:: Dokumenttext
Vögele ist in der Offensive polyvalent einsetzbar. Dank seiner hohen Intensität und seiner Energie kommt er auf dem Flügel gut zur Geltung, kann dank seinen Fähigkeiten im Abschluss und seinem Laufverhalten aber auch problemlos in der Spitze eingesetzt werden. In der kommenden Saison dürfte Vögele vorerst weiterhin zwischen der U21 und der 1. Mannschaft pendeln, jedoch mit klaren Perspektiven in Richtung Super League. Der 18-Jährige hat bis jetzt in jeder Altersstufe sofort funktioniert und stets seine Tore erzielt – gut vorstellbar, dass er in den kommenden Monaten auch in der höchsten Schweizer Spielklasse erste Fussabdrücke hinterlässt.
Diego Gaetano (2006)
Diego Gaetano (rechts im Bild) ist zwar noch ein gutes Stück weit entfernt von ersten Einsätzen im Profifussball – das Talent um es dorthin zu schaffen, hat er aber allemal. Der offensive Mittelfeldspieler gehörte in der abgelaufenen Saison zu den Leistungsträgern der U18-Mannschaft und war mit 9 Treffern ein wichtiger Faktor im Erreichen des tollen 6. Schlussranges. Als Lohn für seine gute Entwicklung darf der 17-Jährige in der Sommervorbereitung erste Gehversuche in der U21 unternehmen, dürfte die neue Saison aber als Stammspieler der neu gegründeten U19 beginnen.
::::
:: Die Eingabe
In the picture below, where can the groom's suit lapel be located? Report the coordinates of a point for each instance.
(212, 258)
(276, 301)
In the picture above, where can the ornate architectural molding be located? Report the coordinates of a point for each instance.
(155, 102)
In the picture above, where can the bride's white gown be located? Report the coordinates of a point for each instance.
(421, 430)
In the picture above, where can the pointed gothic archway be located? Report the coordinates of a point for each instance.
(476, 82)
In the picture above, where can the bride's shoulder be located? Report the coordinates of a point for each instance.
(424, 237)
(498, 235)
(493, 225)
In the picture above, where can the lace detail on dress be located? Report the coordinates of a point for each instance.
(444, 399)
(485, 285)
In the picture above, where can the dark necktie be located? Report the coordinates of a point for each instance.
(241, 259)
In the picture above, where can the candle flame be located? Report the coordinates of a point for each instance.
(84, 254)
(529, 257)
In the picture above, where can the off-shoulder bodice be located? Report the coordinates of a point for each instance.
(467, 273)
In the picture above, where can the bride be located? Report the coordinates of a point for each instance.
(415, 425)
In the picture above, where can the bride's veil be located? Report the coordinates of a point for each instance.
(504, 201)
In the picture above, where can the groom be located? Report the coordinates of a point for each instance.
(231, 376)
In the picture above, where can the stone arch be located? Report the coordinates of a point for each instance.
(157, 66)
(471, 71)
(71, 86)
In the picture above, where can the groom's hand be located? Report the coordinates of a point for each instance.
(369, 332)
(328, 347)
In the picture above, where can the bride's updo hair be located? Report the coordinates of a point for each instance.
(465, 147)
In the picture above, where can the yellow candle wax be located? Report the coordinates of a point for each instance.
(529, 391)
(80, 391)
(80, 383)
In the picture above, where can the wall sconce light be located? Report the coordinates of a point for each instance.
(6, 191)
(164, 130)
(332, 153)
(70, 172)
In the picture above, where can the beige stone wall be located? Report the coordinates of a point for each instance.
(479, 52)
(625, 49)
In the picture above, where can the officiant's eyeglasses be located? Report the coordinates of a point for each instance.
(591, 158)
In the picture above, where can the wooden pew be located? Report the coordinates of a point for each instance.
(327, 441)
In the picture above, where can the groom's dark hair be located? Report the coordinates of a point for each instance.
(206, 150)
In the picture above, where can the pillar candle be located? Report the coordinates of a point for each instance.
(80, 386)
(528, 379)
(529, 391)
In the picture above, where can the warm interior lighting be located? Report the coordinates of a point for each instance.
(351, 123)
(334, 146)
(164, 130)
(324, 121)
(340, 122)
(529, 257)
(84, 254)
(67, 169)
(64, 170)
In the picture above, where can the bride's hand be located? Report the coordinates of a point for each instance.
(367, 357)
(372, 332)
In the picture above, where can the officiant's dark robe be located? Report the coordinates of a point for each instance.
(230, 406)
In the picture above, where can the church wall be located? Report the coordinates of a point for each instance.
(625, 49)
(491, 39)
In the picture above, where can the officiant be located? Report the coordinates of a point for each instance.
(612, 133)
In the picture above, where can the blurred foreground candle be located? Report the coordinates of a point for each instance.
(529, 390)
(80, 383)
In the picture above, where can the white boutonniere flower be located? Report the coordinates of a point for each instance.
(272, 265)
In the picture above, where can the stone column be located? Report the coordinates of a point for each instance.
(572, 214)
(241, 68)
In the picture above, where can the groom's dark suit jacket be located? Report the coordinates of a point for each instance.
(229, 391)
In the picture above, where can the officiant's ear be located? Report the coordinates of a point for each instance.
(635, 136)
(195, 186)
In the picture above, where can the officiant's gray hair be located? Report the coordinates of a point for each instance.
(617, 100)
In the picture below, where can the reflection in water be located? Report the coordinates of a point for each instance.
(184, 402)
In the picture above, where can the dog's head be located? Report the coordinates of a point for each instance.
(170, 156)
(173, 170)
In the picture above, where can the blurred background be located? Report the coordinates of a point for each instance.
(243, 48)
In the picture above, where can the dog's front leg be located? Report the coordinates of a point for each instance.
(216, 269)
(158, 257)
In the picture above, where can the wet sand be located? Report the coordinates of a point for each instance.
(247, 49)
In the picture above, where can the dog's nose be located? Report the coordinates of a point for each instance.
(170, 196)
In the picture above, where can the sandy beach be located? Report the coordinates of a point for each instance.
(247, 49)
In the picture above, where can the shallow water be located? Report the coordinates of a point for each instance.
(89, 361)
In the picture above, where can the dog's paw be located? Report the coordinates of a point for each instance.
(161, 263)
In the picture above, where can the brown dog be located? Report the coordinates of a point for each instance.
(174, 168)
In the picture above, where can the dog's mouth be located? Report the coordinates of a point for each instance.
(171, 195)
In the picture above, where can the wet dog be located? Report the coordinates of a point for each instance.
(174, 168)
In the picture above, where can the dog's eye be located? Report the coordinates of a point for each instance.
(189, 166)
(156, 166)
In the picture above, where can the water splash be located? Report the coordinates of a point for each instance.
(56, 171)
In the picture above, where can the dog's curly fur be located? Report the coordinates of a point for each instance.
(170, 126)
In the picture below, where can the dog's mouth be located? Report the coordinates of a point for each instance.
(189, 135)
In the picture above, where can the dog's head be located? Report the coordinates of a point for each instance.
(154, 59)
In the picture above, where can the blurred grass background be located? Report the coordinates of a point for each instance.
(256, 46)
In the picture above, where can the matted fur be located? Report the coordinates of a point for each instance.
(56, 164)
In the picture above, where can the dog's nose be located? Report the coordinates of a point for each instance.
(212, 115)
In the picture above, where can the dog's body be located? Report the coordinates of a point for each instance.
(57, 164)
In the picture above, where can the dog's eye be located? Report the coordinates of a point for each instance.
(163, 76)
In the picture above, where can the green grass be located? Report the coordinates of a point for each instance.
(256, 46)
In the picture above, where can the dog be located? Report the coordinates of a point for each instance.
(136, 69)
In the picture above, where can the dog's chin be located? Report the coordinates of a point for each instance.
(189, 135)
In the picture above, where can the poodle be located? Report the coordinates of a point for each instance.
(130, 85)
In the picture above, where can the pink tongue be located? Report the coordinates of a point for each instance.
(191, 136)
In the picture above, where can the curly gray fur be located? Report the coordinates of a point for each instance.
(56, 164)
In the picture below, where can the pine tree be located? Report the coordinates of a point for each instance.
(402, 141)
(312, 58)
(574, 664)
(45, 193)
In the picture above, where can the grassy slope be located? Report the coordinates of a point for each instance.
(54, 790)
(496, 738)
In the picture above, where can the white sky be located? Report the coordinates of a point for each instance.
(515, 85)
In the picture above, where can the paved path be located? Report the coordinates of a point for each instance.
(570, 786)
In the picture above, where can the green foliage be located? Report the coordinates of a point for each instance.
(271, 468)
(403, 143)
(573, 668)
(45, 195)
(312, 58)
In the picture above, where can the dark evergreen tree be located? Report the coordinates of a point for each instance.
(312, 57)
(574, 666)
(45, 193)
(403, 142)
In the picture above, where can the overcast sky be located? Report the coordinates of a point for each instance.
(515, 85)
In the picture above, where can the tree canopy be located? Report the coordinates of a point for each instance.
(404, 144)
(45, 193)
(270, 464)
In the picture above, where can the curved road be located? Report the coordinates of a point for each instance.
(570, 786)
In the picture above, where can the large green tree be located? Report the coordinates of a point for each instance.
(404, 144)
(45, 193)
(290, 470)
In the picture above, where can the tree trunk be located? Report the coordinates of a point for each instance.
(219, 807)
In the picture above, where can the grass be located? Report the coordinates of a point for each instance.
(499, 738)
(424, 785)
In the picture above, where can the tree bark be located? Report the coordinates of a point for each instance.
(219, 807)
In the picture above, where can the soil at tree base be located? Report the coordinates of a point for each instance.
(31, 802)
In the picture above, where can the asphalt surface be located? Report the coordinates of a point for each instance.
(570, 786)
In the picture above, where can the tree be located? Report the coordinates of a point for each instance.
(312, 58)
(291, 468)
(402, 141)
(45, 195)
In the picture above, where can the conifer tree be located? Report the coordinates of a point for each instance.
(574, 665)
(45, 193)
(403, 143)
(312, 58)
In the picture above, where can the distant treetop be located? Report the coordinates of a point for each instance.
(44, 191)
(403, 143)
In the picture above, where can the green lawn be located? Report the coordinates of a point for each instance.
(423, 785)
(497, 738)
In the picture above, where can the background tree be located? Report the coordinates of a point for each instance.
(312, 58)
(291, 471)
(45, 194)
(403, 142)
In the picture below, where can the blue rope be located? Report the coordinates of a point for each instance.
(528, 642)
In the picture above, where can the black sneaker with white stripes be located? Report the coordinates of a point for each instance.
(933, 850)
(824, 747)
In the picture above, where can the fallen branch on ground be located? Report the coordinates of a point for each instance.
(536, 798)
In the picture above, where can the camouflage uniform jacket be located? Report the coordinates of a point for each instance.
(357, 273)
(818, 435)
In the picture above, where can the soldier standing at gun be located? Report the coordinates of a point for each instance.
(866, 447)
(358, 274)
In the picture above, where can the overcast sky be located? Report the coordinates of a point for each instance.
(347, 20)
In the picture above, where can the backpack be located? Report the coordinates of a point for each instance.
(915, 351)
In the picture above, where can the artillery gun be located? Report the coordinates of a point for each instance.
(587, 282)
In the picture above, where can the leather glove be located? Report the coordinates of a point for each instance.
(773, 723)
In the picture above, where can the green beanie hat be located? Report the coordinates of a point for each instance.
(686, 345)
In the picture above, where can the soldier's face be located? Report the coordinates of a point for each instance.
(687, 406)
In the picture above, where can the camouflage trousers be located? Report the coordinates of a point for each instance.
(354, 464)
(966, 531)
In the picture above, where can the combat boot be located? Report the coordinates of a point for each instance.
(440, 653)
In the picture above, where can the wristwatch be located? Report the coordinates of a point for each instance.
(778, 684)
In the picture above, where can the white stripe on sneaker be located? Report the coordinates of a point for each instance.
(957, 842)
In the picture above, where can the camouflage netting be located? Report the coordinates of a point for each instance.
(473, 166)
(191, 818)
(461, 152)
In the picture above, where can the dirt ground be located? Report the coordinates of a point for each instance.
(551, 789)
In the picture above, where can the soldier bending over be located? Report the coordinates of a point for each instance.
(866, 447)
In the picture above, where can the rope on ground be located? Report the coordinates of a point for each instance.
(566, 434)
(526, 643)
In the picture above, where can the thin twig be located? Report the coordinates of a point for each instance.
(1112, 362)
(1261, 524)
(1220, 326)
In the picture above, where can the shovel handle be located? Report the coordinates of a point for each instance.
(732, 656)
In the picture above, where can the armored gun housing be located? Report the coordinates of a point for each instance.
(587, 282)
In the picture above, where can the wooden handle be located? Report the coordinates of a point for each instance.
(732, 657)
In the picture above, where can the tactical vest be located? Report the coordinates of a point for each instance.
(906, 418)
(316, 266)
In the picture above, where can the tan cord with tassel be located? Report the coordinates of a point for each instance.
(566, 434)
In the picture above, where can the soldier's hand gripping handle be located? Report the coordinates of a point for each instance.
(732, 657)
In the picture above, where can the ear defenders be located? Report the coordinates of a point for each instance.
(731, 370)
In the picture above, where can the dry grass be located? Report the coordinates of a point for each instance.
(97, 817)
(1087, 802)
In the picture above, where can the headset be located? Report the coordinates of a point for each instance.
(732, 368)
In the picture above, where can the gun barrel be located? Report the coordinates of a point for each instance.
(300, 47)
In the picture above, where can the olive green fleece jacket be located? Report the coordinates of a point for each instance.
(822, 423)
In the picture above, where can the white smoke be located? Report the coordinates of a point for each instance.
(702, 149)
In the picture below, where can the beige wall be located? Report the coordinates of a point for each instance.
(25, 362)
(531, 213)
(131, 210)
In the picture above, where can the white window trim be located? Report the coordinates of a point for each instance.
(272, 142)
::::
* [Aufgaben]
A) Zähle die Zeilen der Auflistung, in denen das Wort "suit" vorkommt, und nenne nur die Zahl. Groß- und Kleinschreibung wird dabei beachtet.
B) Schreib den Text über die Fußballtalente im Anschluss an seinen letzten Satz weiter.

* [Lösungen]
A) 2

B)
Gaetano ist im offensiven Mittelfeld variabel einsetzbar, kann mit technischer Klasse, Spielwitz und viel Flair Löcher reissen, Chancen kreieren und Gegenspieler vernaschen. Körperlich muss der Teenager allerdings noch zulegen und widerstandsfähiger werden. Seine Anmut und grazile Spielweise fallen auf und heben ihn hervor. Macht er den nächsten physischen Entwicklungsschritt, können die Fans des FC Winterthur vielleicht schon bald ein aufregendes Offensivtalent auf der Schützenwiese bestaunen.
Dion Cakolli (2007)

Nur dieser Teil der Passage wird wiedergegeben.